INFORMATION SHOWN

****************

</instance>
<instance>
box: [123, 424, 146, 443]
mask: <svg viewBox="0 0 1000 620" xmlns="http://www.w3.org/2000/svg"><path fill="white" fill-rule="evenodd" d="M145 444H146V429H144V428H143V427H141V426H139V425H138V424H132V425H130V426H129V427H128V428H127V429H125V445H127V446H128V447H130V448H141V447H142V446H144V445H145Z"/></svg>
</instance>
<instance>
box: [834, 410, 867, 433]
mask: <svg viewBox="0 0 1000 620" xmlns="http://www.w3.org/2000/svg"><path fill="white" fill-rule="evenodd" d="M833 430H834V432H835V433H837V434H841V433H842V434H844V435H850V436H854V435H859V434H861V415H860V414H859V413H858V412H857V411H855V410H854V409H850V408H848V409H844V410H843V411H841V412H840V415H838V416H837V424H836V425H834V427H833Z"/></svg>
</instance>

****************

Put each line of the records above into a Markdown table with the columns Row and Line, numbering the rows in order and omitting any blank lines.

| Row | Line |
|---|---|
| 1 | </instance> |
| 2 | <instance> |
| 3 | box: [123, 424, 146, 443] |
| 4 | mask: <svg viewBox="0 0 1000 620" xmlns="http://www.w3.org/2000/svg"><path fill="white" fill-rule="evenodd" d="M145 444H146V429H144V428H143V427H141V426H139V425H138V424H132V425H130V426H129V427H128V428H127V429H125V445H127V446H128V447H130V448H141V447H142V446H144V445H145Z"/></svg> |
| 5 | </instance> |
| 6 | <instance> |
| 7 | box: [834, 410, 867, 433] |
| 8 | mask: <svg viewBox="0 0 1000 620" xmlns="http://www.w3.org/2000/svg"><path fill="white" fill-rule="evenodd" d="M833 430H834V432H835V433H837V434H841V433H842V434H844V435H850V436H854V435H859V434H861V415H860V414H859V413H858V412H857V411H855V410H854V409H850V408H848V409H844V410H843V411H841V412H840V415H838V416H837V424H836V425H834V427H833Z"/></svg> |
| 9 | </instance> |